◆ **Requirement**: Copy the lines below exactly, starting at the line that contains "Q: Point out every instance of the dark" and stopping after the last line, and include no other lines.

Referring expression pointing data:
- Opening Delimiter -

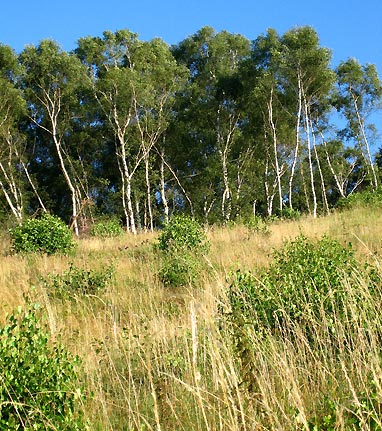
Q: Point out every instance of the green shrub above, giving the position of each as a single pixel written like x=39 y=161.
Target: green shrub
x=180 y=269
x=39 y=387
x=78 y=281
x=183 y=233
x=365 y=198
x=304 y=279
x=182 y=244
x=47 y=234
x=107 y=228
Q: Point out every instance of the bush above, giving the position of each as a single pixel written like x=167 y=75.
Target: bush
x=183 y=233
x=39 y=387
x=107 y=228
x=48 y=234
x=182 y=244
x=365 y=198
x=304 y=279
x=78 y=281
x=180 y=269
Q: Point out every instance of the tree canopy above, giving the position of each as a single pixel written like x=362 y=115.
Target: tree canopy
x=216 y=126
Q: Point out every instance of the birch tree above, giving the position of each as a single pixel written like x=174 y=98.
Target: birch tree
x=359 y=95
x=52 y=82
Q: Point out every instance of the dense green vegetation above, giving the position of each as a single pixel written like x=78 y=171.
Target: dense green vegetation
x=217 y=127
x=237 y=327
x=246 y=311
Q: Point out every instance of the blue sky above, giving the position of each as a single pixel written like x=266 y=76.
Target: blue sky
x=351 y=28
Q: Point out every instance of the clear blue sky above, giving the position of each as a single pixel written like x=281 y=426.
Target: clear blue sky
x=351 y=28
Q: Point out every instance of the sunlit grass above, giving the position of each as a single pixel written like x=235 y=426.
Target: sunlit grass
x=160 y=358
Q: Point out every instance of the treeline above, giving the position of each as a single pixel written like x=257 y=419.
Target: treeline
x=216 y=126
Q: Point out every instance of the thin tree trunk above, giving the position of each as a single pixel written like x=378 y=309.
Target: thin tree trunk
x=163 y=189
x=148 y=192
x=323 y=188
x=298 y=123
x=311 y=172
x=370 y=160
x=276 y=158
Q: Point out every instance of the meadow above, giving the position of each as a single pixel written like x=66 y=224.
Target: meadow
x=158 y=357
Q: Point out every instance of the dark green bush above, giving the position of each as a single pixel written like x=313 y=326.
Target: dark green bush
x=183 y=233
x=78 y=281
x=365 y=198
x=39 y=387
x=304 y=279
x=107 y=228
x=180 y=268
x=47 y=234
x=182 y=244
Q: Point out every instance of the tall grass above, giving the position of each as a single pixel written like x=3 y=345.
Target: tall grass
x=159 y=358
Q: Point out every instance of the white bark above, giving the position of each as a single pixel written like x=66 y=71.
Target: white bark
x=298 y=123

- Closing Delimiter -

◆ **Final answer**:
Q: Point out every instance of the dark green bush above, giving the position of each as a single pixel written like x=313 y=326.
Target: dark green bush
x=183 y=233
x=78 y=281
x=365 y=198
x=39 y=387
x=304 y=279
x=107 y=228
x=180 y=268
x=47 y=234
x=182 y=244
Q: Point out every instance of the tall grass above, giving the position of each as a single pixel written like x=3 y=345.
Target: tall grass
x=159 y=358
Q: Point out every instance of the white bark above, giving the position of each as a single pixel written like x=66 y=71.
Target: white bark
x=298 y=123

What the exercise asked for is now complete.